What to do: Please state what the MRSA fitness study found to be the most important determinant of fitness.

Source extract:
[Start of Attachment]
Large mobile genetic elements carrying resistance genes that do not confer a fitness burden in healthcare-associated meticillin-resistant Staphylococcus aureus

Healthcare-associated (HA) meticillin-resistant Staphylococcus aureus (MRSA) clone CC22 SCCmecIV (EMRSA-15) has recently overtaken CC30/ST36 SCCmecll (EMRSA-16) as the dominant clone in UK hospitals. CC22 SCCmecIV shows greater fitness than CC30 SCCmecll, although both are successful global pathogens. The aim of this study was to test whether mobile genetic elements (MGEs), specifically SCCmec and large plasmids encoding resistance genes, are a burden and contribute to this fitness difference. Thirty-nine clinical isolates of MRSA and meticillin-sensitive S. aureus from lineages CC30 and CC22 with a variety of antibiotic resistance genes were grown in the absence of antibiotics. A range of relative fitness measures were used to compare clinical isolates with and without SCCmecll and SCCmecIV. The same fitness measures were used to compare eight isolates with and without naturally occurring large antibiotic resistance plasmids carrying gentamicin resistance (determined by microarray) and an isolate with an introduced plasmid. Growth rate, competitive ability during co-culture and survival after desiccation were then compared. Carriage of SCCmecll contributed to the reduced fitness of CC30 MRSA. However, we found no evidence of a fitness cost due to carriage of SCCmecIV in CC22, or large antibiotic resistance plasmids in CC30 or multiple resistances in both lineages. In conclusion, many large MGEs are not a fitness burden. Surprisingly, lineage background was the most important determinant of fitness. Our results suggest CC22 SCCmecIV will remain a successful healthcare-associated clone, and resistance to meticillin and gentamicin is likely to be maintained even in the absence of antibiotic pressure.
[End of Attachment]
Supplied information:
[Start of Attachment]
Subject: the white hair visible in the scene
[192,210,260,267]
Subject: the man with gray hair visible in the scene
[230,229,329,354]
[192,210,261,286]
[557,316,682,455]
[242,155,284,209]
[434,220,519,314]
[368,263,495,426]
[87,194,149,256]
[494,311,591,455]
[End of Attachment]
Solution to the exercise: Lineage background was the most important determinant of fitness.